▸ **Task item**
Your reply should consist of one number: how many lines below contain "cabinet".

· · · · ·

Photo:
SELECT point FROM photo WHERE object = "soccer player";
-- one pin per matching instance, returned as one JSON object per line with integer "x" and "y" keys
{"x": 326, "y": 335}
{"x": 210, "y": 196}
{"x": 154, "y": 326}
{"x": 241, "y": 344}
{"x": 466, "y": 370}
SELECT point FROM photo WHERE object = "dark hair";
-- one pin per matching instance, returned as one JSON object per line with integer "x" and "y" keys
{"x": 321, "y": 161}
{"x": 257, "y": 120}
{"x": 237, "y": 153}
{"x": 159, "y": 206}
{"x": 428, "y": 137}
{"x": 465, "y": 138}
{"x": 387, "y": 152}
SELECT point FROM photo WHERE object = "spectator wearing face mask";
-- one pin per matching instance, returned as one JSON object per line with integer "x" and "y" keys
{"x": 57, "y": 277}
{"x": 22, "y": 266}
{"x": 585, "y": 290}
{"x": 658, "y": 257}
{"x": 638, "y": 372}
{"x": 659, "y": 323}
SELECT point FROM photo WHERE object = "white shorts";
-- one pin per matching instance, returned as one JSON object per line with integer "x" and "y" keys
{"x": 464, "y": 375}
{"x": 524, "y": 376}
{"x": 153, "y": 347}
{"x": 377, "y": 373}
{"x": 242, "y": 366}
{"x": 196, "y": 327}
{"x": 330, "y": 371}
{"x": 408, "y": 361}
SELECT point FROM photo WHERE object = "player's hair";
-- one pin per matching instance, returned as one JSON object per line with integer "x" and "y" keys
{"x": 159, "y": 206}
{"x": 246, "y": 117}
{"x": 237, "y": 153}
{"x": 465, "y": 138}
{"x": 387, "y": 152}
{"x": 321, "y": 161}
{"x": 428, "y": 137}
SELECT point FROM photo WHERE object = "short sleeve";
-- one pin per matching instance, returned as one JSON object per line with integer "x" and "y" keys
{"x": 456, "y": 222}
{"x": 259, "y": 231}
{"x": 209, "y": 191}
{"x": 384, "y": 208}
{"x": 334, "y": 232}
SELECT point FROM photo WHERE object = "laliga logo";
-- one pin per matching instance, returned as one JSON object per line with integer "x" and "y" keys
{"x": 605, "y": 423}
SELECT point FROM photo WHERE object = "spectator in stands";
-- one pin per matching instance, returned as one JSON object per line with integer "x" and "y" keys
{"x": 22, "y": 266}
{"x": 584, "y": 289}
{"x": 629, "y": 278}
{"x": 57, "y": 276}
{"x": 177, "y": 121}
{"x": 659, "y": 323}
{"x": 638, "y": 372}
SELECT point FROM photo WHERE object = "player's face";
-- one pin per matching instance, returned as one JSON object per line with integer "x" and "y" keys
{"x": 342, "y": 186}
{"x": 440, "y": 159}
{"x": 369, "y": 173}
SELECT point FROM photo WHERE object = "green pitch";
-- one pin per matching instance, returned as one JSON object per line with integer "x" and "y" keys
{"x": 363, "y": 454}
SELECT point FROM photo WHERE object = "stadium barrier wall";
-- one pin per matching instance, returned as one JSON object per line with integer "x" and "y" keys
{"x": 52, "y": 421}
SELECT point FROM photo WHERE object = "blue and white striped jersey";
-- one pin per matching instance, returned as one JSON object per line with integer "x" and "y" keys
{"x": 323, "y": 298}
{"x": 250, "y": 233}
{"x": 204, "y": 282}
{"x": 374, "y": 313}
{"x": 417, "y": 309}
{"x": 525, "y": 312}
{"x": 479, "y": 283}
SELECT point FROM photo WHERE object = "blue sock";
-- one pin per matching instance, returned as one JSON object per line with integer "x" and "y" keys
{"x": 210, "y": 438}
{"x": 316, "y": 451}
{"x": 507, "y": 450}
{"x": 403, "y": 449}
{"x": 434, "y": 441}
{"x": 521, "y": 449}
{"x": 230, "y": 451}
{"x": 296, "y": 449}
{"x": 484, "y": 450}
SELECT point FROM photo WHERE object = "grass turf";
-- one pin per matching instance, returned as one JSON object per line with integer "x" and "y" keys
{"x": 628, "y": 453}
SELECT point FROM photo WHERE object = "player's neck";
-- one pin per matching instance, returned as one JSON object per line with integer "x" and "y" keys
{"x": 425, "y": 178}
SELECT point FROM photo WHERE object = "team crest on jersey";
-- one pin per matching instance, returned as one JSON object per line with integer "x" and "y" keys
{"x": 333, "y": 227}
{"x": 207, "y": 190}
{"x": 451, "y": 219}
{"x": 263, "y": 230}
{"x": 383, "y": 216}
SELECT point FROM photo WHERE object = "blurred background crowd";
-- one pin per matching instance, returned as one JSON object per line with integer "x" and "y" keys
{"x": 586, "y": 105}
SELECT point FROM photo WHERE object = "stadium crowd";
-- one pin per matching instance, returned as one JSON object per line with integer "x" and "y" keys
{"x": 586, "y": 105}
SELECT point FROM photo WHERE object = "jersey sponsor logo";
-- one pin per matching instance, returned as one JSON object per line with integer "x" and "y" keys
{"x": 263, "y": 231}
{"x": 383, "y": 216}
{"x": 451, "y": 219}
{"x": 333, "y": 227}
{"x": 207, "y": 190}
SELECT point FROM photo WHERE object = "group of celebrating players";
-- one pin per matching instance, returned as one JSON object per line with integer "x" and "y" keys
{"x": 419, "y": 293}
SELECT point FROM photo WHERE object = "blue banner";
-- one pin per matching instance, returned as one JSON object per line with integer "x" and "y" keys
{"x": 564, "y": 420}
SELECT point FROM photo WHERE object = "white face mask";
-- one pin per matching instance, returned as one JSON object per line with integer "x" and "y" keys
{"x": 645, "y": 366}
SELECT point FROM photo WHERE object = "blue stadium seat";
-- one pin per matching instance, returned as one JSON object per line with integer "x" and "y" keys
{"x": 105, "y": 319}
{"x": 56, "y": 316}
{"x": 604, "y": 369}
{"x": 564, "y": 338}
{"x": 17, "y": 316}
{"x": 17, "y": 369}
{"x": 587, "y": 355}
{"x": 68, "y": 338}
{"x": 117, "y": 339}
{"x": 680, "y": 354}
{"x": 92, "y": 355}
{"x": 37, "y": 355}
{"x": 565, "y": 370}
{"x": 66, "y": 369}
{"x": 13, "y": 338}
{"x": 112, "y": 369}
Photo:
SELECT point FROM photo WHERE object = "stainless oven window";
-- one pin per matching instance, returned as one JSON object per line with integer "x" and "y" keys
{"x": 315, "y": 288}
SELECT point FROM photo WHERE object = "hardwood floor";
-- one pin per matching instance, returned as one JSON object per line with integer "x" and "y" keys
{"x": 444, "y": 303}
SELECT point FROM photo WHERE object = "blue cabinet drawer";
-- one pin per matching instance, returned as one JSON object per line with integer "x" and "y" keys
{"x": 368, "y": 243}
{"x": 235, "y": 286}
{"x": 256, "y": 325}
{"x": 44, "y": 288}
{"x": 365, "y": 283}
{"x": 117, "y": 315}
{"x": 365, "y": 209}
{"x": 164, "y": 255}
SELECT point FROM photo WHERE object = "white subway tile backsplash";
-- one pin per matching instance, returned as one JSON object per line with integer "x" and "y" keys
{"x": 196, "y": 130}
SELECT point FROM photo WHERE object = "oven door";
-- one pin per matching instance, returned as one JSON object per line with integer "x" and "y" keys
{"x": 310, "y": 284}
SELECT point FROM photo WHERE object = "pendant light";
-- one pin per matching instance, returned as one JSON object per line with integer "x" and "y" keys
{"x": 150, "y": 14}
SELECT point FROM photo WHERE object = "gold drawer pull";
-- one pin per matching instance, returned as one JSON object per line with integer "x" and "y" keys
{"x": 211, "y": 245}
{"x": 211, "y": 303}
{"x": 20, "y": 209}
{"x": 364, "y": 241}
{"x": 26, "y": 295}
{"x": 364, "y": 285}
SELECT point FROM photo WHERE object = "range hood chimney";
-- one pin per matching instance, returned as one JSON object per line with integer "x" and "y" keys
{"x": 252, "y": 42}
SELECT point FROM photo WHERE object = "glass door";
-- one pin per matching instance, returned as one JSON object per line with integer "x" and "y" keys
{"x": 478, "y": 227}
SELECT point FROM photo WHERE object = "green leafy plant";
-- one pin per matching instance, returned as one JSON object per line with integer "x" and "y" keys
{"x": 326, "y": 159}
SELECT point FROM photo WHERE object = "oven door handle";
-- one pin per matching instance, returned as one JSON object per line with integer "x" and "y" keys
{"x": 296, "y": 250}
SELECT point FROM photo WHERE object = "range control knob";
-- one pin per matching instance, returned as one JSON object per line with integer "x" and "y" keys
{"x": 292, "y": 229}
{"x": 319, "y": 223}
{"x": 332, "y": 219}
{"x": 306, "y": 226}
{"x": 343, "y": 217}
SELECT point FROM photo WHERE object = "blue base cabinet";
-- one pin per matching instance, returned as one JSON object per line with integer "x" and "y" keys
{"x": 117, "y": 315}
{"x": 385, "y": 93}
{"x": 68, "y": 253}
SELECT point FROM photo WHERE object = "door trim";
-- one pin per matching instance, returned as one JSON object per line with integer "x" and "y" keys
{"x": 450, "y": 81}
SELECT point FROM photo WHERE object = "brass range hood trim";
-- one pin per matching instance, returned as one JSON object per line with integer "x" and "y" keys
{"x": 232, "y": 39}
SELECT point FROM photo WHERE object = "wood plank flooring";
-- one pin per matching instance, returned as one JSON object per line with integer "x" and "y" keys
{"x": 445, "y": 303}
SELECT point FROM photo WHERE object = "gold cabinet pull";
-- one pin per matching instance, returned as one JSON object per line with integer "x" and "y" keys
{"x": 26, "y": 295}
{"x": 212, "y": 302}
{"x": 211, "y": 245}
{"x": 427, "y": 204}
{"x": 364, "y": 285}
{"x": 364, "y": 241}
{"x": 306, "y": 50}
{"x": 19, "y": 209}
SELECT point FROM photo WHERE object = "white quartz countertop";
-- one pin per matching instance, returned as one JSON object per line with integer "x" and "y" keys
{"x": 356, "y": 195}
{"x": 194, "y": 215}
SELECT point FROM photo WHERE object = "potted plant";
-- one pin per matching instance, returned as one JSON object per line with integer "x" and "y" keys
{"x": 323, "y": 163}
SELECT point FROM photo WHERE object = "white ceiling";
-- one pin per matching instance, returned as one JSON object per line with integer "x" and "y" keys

· · · · ·

▸ **Answer to the problem**
3